* What the task requires *
Nothing should be left out. Transcribe the entries exactly as written.

───── Data supplied

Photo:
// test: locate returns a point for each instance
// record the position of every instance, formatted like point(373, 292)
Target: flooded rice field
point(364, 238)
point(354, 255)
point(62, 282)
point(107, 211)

──────────

* Exercise solution *
Photo:
// test: locate returns a point for each instance
// record the position of every instance, formatted like point(373, 292)
Target: flooded rice field
point(364, 238)
point(354, 255)
point(62, 282)
point(107, 211)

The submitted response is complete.